• _Task requirements_: Gather every line in the entries below that contains the string "foreground" and copy each one in full.

• _Exercise materials_:

+===+

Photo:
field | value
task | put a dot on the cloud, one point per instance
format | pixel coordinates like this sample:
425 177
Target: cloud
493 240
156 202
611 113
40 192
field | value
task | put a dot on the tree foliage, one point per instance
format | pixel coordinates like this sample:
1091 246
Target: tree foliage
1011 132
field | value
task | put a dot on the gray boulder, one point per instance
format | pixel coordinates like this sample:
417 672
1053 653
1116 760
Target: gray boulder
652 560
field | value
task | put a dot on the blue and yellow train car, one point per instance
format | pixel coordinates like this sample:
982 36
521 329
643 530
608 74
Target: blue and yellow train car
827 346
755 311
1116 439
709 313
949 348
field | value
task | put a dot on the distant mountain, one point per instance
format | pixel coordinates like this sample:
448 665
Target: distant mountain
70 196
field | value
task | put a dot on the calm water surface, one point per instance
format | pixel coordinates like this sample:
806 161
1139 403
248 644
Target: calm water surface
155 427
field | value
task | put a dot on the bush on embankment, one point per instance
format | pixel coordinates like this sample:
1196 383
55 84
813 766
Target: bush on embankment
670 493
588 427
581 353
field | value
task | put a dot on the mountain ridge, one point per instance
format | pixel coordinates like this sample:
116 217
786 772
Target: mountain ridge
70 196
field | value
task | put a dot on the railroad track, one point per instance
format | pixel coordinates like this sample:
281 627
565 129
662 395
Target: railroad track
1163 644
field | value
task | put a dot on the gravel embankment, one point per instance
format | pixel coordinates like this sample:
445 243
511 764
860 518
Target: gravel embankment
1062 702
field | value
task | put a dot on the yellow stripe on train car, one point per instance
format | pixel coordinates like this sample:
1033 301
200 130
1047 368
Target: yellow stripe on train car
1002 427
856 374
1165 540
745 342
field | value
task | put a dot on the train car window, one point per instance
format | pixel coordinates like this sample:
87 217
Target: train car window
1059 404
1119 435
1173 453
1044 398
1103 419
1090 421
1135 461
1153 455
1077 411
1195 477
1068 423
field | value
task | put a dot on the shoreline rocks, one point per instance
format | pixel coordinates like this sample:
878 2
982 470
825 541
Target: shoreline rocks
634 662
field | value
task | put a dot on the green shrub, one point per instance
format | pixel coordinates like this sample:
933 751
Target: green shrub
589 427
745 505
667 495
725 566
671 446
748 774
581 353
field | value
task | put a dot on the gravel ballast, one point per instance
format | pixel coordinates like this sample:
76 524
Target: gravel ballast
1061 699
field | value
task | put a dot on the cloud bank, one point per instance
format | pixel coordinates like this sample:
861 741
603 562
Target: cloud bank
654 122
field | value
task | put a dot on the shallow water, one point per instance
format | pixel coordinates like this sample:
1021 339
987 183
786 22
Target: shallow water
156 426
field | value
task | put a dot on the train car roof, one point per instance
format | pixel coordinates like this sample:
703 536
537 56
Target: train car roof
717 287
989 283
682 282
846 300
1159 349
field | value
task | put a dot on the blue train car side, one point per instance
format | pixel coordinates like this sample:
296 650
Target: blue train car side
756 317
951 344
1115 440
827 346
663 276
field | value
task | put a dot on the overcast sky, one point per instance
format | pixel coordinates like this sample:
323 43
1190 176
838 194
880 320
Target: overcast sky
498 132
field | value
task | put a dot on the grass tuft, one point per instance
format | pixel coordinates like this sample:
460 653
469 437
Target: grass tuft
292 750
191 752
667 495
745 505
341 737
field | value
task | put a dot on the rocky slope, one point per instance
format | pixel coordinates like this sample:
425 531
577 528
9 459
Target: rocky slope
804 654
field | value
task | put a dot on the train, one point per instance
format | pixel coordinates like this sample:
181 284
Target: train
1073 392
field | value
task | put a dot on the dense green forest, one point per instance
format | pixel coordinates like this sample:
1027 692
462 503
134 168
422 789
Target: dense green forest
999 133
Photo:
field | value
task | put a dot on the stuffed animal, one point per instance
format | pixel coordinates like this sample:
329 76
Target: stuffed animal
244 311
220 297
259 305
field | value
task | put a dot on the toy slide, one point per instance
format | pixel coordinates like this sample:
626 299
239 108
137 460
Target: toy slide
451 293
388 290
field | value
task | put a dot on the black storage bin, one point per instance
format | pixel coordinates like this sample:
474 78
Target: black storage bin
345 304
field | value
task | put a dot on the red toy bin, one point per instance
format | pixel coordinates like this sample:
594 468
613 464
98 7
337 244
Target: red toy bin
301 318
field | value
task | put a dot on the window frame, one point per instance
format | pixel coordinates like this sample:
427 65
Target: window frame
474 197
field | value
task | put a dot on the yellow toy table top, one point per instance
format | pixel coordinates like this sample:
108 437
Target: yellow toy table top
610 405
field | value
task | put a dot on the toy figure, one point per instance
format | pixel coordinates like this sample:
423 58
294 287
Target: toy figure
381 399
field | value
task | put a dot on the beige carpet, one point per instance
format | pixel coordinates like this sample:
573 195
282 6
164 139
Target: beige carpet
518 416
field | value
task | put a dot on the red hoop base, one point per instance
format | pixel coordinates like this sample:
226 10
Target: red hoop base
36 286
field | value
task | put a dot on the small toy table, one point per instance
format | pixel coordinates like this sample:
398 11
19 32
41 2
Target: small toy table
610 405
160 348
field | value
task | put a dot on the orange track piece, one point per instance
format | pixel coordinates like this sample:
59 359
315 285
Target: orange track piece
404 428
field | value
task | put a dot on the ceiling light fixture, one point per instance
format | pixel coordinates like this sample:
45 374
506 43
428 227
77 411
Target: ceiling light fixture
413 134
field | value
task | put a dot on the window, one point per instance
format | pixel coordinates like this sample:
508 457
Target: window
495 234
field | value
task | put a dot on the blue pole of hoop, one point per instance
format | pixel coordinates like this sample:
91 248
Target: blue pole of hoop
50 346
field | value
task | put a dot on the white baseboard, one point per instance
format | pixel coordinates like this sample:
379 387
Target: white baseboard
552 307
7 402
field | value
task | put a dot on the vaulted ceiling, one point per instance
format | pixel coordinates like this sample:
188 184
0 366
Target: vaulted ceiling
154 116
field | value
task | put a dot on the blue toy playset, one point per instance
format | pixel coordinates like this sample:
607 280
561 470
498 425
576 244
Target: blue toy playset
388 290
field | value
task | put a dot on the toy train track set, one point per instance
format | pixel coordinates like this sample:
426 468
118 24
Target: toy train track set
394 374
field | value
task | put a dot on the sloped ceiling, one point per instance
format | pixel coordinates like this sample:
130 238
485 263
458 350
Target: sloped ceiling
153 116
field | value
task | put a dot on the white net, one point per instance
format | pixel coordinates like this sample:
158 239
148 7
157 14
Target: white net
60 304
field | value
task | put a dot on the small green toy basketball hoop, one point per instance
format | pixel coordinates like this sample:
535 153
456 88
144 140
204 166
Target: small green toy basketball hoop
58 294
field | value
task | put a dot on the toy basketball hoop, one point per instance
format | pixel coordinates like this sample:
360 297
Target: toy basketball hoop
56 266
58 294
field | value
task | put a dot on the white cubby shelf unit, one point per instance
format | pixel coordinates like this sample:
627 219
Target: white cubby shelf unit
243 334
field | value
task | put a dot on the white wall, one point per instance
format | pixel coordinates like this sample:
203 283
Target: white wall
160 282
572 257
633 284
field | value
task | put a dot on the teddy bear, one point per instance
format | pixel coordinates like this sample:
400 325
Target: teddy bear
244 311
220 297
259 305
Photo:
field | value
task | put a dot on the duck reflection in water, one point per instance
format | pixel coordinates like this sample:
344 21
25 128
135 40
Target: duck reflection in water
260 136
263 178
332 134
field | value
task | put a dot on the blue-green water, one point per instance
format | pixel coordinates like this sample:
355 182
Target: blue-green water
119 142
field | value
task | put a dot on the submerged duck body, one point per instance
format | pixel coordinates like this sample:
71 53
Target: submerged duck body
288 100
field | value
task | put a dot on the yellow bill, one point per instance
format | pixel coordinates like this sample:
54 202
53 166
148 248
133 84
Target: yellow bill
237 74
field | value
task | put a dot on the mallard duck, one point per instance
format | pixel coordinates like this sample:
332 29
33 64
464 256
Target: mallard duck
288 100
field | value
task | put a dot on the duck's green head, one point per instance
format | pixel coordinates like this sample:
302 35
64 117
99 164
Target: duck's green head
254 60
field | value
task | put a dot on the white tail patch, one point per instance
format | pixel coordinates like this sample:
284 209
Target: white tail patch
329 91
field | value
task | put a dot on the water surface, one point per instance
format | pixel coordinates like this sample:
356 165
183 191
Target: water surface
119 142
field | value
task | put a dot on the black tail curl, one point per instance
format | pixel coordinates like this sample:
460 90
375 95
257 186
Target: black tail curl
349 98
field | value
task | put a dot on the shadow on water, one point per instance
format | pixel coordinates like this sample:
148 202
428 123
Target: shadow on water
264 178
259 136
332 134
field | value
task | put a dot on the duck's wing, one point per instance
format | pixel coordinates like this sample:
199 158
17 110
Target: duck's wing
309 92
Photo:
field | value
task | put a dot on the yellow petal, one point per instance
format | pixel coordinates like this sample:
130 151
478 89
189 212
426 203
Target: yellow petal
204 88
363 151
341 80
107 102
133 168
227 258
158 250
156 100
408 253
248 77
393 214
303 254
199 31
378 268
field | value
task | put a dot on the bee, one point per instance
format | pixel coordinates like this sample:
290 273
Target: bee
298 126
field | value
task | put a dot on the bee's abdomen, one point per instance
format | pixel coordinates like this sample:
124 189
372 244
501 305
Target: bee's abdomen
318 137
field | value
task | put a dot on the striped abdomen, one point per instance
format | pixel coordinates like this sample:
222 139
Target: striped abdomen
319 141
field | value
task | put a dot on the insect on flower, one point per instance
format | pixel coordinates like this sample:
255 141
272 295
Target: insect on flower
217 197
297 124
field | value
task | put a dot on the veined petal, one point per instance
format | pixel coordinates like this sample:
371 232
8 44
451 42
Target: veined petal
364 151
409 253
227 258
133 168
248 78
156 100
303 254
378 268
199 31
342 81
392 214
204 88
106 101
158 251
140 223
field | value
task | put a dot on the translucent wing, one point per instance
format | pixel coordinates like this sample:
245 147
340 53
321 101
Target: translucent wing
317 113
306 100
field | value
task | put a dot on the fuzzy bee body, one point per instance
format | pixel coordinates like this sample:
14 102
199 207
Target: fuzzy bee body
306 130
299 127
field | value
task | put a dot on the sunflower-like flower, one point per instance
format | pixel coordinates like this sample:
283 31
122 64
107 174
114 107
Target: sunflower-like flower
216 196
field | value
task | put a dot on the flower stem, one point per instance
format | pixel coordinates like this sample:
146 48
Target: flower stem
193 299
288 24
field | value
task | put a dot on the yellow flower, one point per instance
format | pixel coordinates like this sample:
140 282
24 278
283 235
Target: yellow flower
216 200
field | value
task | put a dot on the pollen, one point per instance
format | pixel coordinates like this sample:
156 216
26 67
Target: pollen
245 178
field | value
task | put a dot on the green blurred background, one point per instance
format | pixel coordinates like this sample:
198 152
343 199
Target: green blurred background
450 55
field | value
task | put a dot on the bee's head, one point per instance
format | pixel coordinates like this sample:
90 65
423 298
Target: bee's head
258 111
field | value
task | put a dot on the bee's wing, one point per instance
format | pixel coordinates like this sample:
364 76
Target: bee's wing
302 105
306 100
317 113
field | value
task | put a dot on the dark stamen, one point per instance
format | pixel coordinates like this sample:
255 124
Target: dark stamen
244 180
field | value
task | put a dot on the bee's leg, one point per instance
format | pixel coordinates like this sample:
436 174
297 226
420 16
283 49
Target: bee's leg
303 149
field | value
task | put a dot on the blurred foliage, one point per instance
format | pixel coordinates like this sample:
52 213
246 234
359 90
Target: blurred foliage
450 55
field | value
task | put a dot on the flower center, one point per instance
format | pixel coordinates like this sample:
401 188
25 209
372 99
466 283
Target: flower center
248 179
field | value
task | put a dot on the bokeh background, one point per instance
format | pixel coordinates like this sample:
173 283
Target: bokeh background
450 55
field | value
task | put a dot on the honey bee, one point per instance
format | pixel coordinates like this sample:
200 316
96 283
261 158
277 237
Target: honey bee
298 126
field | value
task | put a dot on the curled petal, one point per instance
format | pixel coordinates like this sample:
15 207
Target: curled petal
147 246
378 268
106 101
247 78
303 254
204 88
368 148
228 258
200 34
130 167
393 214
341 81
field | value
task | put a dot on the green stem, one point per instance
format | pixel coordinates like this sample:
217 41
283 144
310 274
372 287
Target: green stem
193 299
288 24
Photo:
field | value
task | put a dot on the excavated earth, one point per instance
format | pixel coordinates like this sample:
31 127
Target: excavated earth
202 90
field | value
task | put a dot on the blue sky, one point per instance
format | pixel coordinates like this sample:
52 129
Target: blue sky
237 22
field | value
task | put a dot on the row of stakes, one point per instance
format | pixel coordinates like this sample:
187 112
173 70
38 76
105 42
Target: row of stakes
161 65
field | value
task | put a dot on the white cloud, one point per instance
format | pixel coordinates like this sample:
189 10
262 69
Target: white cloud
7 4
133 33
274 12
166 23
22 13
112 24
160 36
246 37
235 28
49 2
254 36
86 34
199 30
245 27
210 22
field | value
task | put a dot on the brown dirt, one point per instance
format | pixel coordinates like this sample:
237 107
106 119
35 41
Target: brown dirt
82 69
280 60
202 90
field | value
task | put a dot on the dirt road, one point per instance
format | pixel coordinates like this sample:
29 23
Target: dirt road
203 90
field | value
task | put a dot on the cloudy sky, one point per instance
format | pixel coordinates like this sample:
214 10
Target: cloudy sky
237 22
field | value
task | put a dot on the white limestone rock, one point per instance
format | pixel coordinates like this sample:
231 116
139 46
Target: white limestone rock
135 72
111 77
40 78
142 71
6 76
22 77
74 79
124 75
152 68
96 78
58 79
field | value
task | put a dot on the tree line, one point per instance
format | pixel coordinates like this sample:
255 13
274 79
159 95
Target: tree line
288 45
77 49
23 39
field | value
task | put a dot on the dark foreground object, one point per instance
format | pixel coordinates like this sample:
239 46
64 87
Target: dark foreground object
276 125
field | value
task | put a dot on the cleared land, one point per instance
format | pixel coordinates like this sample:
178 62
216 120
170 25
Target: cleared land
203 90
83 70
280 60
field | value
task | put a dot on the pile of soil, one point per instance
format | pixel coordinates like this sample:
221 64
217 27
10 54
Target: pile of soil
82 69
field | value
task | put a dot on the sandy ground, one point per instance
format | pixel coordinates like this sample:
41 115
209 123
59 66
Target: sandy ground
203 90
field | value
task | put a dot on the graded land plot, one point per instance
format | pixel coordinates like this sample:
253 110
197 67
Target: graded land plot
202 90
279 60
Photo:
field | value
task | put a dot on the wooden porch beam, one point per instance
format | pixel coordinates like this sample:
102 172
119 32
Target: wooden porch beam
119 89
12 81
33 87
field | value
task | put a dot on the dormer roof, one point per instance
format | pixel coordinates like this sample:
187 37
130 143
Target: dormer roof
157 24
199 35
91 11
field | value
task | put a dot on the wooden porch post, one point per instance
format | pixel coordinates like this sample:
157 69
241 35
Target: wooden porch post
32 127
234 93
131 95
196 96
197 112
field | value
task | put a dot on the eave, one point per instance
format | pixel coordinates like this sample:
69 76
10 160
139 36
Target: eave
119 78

+===+

• _Answer to this problem_:
task | put a dot on the dark foreground object, one point per instance
Target: dark foreground object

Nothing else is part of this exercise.